## EXERCISE MATERIAL:
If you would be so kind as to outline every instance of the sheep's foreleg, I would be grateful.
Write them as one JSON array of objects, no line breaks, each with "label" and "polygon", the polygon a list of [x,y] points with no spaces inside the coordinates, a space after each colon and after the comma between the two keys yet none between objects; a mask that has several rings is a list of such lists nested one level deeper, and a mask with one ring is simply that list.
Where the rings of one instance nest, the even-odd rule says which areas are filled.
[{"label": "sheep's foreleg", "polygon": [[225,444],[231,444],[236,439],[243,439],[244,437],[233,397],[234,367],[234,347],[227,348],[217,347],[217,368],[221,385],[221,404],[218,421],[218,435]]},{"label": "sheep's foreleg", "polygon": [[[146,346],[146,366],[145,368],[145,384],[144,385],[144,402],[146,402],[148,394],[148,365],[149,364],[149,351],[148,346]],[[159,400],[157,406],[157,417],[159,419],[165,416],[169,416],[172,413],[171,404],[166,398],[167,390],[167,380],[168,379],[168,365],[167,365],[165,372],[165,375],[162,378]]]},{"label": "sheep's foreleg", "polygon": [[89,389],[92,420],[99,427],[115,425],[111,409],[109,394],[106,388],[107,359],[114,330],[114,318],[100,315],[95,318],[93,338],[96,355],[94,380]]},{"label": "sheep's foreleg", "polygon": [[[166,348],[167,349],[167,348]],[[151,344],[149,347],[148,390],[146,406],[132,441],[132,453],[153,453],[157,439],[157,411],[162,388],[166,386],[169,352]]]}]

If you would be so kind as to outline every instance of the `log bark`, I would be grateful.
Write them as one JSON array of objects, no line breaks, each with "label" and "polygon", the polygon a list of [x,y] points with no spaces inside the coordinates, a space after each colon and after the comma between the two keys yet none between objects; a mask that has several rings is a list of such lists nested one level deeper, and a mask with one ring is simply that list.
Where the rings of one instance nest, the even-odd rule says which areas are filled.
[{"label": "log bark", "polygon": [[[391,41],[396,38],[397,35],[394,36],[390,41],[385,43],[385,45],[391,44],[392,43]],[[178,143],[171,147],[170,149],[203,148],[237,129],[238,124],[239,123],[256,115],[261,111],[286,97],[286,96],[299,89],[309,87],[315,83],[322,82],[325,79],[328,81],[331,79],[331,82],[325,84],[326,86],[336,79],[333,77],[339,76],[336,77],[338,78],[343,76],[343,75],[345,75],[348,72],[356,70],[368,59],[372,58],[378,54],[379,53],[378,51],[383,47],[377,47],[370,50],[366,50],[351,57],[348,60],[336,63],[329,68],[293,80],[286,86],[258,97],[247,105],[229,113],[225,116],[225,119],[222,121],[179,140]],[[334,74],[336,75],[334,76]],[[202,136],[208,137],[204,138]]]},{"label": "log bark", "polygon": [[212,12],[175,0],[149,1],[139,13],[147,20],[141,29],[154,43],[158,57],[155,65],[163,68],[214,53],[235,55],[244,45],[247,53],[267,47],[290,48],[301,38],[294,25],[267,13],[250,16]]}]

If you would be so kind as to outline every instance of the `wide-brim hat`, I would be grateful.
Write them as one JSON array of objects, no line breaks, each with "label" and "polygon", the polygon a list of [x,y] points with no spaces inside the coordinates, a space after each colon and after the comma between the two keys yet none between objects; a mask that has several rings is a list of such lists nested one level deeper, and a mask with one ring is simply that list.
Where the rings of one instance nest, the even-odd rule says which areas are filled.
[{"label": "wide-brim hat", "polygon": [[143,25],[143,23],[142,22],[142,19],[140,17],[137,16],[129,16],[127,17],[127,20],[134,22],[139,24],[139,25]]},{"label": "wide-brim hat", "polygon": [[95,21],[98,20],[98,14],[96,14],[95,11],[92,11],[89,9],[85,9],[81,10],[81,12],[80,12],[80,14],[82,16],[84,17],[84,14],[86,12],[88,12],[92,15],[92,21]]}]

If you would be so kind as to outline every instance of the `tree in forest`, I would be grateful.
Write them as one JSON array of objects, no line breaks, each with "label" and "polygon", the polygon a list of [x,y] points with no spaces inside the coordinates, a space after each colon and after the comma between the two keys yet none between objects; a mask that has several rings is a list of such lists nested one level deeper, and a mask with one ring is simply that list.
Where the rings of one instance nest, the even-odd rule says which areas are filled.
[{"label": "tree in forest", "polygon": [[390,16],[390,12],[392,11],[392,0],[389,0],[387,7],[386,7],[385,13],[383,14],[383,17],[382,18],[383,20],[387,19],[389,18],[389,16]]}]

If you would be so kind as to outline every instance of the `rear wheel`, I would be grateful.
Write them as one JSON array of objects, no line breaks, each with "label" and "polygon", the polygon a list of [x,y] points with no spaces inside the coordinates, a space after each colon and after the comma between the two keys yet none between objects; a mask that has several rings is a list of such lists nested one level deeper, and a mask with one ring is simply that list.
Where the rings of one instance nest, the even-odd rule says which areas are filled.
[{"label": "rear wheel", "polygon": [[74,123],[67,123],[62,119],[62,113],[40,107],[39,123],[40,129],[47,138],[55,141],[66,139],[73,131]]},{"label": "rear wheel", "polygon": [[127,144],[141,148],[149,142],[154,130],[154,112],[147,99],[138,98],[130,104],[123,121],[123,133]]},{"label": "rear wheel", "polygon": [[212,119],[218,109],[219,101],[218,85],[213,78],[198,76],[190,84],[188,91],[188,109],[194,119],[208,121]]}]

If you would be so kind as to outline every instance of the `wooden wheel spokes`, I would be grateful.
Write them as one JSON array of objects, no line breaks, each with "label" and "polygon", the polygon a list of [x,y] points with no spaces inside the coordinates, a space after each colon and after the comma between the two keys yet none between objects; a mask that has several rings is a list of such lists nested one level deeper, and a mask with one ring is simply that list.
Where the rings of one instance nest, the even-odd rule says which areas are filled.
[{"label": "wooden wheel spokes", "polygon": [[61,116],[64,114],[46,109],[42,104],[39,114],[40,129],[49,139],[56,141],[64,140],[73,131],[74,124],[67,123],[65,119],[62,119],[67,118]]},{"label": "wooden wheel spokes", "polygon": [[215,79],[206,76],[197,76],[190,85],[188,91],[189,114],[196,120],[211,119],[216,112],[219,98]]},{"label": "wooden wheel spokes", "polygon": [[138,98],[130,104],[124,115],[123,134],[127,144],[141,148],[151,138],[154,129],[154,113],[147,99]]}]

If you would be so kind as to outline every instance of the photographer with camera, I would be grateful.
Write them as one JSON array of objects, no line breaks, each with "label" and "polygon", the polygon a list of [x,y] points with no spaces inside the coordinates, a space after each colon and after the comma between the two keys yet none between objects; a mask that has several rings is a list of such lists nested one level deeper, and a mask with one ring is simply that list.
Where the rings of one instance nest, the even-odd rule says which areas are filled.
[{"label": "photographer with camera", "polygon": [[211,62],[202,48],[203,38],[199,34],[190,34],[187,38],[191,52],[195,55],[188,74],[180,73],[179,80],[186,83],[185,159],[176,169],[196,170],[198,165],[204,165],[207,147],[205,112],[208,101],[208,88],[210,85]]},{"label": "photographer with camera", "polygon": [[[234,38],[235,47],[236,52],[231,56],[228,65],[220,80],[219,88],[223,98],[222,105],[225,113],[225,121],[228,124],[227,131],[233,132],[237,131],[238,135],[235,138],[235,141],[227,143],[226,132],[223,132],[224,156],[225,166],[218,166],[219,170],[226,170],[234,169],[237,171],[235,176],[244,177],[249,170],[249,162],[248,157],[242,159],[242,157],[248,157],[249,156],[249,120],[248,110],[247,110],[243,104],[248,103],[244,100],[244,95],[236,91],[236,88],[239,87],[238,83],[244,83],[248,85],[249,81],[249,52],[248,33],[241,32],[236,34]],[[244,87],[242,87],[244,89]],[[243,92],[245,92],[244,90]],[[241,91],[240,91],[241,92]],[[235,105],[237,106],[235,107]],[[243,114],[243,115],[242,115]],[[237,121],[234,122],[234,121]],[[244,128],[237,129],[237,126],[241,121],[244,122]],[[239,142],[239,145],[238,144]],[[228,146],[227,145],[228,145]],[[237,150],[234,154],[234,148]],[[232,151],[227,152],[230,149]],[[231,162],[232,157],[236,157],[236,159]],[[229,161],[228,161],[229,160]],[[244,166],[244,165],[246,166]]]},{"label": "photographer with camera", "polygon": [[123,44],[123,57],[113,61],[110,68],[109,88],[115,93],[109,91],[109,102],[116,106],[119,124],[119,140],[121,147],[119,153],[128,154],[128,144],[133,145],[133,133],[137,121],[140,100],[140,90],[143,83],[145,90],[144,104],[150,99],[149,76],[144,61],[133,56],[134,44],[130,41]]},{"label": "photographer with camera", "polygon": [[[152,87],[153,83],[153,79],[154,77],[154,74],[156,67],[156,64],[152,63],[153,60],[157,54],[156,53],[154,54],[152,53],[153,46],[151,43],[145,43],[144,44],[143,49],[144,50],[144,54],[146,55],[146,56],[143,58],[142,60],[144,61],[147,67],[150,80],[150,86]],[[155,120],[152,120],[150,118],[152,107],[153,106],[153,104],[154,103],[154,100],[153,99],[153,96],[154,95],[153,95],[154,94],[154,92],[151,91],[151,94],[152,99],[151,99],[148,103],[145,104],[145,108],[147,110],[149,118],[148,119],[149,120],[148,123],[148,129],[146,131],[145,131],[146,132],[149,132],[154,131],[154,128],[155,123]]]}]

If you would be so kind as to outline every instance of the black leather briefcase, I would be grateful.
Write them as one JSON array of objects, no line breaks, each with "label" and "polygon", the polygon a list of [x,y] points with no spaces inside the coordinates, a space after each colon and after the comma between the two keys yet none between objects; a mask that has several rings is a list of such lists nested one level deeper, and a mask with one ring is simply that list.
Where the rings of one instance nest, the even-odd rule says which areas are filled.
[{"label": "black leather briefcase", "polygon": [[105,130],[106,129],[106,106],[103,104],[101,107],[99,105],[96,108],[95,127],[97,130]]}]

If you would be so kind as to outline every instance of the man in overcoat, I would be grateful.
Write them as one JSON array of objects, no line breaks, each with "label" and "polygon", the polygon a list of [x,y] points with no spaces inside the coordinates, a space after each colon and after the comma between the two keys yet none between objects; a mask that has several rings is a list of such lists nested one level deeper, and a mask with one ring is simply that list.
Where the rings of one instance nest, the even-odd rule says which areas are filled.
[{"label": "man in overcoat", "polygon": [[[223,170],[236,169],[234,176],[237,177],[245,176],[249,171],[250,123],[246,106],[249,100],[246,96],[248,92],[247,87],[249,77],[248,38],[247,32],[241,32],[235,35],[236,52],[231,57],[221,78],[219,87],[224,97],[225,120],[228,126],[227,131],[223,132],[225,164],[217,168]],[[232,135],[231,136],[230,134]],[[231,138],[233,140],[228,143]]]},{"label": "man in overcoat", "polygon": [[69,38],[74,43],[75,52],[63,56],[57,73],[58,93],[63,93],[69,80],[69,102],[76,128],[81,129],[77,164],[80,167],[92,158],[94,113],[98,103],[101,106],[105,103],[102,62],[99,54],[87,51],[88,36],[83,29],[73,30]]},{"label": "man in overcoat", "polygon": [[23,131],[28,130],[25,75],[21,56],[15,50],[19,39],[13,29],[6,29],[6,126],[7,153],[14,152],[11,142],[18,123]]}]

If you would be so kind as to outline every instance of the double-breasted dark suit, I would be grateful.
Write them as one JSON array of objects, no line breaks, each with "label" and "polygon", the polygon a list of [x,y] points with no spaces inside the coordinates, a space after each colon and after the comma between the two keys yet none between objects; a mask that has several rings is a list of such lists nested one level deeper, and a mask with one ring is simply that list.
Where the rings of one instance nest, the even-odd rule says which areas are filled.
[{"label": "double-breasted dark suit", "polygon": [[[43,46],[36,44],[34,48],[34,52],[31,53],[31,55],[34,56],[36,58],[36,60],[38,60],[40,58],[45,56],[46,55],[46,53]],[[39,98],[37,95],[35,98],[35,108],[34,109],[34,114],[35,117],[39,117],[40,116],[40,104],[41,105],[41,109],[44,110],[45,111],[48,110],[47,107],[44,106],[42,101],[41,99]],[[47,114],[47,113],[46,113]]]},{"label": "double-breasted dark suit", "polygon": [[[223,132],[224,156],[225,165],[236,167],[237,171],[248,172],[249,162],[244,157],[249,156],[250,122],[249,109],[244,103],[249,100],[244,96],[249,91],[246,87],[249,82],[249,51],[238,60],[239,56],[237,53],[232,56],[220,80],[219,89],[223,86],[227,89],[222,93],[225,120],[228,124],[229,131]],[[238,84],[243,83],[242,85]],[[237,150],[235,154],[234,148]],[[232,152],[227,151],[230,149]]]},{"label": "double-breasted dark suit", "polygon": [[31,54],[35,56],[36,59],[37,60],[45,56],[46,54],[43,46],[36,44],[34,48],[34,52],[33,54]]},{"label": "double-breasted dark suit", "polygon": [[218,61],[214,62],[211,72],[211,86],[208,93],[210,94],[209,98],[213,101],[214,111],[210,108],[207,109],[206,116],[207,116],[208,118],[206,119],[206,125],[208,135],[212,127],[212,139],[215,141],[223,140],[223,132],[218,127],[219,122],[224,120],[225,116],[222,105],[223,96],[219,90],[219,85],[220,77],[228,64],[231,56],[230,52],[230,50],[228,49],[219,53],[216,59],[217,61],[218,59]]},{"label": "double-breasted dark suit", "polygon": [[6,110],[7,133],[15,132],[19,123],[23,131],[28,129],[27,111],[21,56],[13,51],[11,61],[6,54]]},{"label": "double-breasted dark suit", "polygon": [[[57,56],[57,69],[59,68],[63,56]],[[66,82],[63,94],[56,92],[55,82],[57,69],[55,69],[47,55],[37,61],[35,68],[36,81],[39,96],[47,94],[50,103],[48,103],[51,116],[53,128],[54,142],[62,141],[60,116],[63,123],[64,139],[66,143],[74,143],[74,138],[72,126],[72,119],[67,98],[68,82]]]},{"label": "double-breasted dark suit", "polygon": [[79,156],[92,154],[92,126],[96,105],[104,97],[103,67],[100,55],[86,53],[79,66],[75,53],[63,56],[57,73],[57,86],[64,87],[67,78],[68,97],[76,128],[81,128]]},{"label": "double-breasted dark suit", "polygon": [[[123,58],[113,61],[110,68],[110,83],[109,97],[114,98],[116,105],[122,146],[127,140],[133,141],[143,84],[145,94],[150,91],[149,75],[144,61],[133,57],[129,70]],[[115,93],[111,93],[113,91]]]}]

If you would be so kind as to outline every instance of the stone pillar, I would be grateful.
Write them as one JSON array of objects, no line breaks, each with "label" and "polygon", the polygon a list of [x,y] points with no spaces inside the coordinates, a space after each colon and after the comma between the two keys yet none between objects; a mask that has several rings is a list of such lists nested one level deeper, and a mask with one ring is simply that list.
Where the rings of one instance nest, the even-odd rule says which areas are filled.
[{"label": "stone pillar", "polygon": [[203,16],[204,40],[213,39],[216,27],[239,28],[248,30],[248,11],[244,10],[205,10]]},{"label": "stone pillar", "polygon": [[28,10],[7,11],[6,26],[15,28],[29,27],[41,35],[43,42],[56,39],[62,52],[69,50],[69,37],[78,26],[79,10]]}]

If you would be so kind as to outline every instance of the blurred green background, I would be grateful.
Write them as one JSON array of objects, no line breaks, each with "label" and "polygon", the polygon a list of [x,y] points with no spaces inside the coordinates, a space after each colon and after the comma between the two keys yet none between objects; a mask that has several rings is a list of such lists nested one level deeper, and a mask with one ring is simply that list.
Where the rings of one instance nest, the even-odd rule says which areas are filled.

## STATED PROBLEM:
Reproduce only the lines between the line containing "pillar, I would be grateful." and the last line of the records, those two lines included, exactly.

## COMPLETE ANSWER:
If you would be so kind as to outline every instance of the stone pillar, I would be grateful.
Write them as one JSON array of objects, no line breaks, each with "label" and "polygon", the polygon a list of [x,y] points with no spaces inside the coordinates, a space after each colon and after the comma between the two keys yet none between objects; a mask that has several rings is a list of such lists nested one level deeper, and a mask with one ring is simply that list.
Where the rings of one instance nest, the even-odd rule says which areas are filled.
[{"label": "stone pillar", "polygon": [[203,16],[204,40],[213,39],[216,27],[239,28],[248,30],[248,11],[244,10],[205,10]]},{"label": "stone pillar", "polygon": [[28,10],[7,11],[6,26],[15,28],[29,27],[41,35],[43,42],[56,39],[62,52],[69,50],[69,37],[78,26],[79,10]]}]

If you would be so kind as to outline every instance of the blurred green background, I would be grateful.
Write them as one JSON array of objects, no line breaks, each with "label" and "polygon", the polygon a list of [x,y] points with no spaces inside the coordinates, a space after each colon and after the comma between the two keys yet none between objects; a mask that has several rings is a list of such lists nested one level deeper, and a mask with one ring is simply that list.
Where the rings of one instance nest, the even-odd rule says which areas are filled.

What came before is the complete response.